──────── Input data ────────

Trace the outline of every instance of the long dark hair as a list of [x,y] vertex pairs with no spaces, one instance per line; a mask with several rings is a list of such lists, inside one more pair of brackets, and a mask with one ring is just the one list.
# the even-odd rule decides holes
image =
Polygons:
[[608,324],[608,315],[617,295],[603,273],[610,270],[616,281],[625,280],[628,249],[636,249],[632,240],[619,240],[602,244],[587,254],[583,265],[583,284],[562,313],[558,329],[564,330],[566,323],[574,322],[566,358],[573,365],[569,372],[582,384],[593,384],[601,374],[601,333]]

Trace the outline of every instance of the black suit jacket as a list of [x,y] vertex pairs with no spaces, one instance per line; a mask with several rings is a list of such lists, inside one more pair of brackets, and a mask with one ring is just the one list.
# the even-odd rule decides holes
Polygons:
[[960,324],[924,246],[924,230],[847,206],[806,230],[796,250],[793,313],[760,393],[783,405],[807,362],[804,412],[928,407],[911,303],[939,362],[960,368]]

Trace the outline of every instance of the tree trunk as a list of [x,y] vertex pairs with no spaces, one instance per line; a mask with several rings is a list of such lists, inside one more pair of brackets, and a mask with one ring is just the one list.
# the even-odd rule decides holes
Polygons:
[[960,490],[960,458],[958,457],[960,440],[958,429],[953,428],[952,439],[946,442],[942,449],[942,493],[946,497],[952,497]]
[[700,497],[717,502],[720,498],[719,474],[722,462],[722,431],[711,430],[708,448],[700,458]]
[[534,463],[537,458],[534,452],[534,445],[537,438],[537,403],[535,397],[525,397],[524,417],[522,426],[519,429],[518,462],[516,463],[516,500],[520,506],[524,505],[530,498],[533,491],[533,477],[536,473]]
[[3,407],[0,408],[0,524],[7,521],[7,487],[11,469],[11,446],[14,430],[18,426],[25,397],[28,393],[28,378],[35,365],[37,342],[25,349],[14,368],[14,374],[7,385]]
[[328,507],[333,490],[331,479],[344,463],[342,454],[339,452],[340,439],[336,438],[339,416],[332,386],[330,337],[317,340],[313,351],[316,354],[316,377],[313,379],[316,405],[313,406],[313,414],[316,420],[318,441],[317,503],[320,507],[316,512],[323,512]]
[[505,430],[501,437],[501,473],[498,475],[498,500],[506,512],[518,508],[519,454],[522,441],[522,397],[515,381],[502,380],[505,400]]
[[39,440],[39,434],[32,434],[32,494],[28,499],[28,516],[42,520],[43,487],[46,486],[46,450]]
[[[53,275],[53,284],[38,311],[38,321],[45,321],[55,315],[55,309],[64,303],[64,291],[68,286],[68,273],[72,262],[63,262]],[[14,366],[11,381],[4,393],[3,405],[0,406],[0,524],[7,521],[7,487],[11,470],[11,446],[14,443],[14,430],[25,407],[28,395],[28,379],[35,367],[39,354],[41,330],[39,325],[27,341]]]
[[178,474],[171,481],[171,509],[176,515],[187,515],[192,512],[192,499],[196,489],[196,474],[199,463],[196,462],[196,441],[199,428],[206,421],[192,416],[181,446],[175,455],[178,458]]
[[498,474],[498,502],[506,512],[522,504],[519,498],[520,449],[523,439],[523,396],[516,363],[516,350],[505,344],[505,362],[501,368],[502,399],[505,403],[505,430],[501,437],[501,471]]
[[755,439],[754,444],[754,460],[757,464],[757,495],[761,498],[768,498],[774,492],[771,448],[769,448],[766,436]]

────────

• _What you will do_: Find the lines in the data that hold the word "spaces". Reply with how many there are and nothing more.

• _Written reply_: 3